↓

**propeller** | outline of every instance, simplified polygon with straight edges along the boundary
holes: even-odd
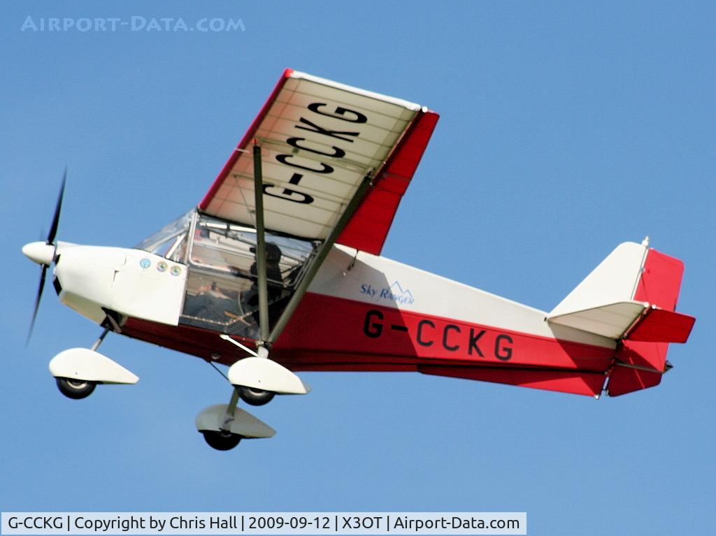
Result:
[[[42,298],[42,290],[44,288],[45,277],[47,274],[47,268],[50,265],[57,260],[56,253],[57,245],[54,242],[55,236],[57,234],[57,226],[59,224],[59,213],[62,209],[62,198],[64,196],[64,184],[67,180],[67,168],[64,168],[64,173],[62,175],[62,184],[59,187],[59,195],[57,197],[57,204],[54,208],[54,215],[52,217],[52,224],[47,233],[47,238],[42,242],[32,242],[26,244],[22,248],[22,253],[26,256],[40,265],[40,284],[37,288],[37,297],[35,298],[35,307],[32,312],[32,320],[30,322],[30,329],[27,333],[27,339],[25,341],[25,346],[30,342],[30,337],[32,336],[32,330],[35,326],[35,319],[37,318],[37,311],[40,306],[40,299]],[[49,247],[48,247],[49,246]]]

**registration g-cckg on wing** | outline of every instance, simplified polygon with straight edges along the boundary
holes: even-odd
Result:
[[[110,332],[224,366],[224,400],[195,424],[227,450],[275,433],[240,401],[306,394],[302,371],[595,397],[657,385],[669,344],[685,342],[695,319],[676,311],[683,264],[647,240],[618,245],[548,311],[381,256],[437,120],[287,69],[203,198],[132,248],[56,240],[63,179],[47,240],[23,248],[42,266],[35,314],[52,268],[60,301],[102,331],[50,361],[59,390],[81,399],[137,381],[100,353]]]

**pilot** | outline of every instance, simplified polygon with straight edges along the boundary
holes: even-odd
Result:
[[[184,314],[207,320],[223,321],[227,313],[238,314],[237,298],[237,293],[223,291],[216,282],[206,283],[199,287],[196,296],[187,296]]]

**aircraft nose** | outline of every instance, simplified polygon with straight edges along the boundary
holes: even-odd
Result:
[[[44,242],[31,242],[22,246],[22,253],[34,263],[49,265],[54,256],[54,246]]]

↑

## Directions for this task:
Your task is to reproduce all of the material exactly. The pictures stay out.

## Task output:
**propeller** | outline of every instance, simplified polygon with straight edges along the boundary
holes: even-odd
Result:
[[[42,298],[42,290],[44,288],[45,277],[47,274],[47,268],[50,265],[57,260],[56,253],[57,245],[54,242],[55,236],[57,234],[57,226],[59,224],[59,213],[62,209],[62,198],[64,196],[64,184],[67,180],[67,168],[64,168],[64,173],[62,175],[62,184],[59,187],[59,195],[57,197],[57,204],[54,208],[54,215],[52,217],[52,224],[47,233],[47,238],[42,242],[32,242],[26,244],[22,248],[22,253],[26,256],[40,265],[40,284],[37,288],[37,297],[35,298],[35,307],[32,312],[32,320],[30,322],[30,329],[27,333],[27,339],[25,341],[25,346],[30,342],[30,337],[32,336],[32,330],[35,326],[35,319],[37,318],[37,311],[40,306],[40,299]],[[49,247],[48,247],[49,246]]]

**registration g-cckg on wing** | outline of every instance, simplified polygon with straight edges along the boundary
holes: even-odd
Result:
[[[110,332],[224,366],[224,400],[195,424],[227,450],[275,433],[240,401],[306,394],[302,371],[595,397],[657,385],[669,344],[685,342],[695,319],[676,311],[683,264],[647,240],[618,245],[548,311],[381,256],[437,120],[287,69],[203,198],[132,248],[56,240],[63,179],[47,240],[23,248],[42,266],[35,314],[52,268],[60,301],[102,331],[50,361],[59,390],[81,399],[137,381],[100,353]]]

**pilot** | outline of every instance, simplified polygon with straight edges along the boundary
holes: even-odd
Result:
[[[184,314],[207,320],[223,321],[227,313],[238,314],[237,298],[237,293],[223,291],[216,282],[206,283],[199,287],[196,296],[187,296]]]

**aircraft nose** | outline of every instance, simplified polygon with straight edges along the boundary
holes: even-odd
Result:
[[[44,242],[31,242],[22,246],[22,253],[34,263],[49,265],[54,256],[54,246]]]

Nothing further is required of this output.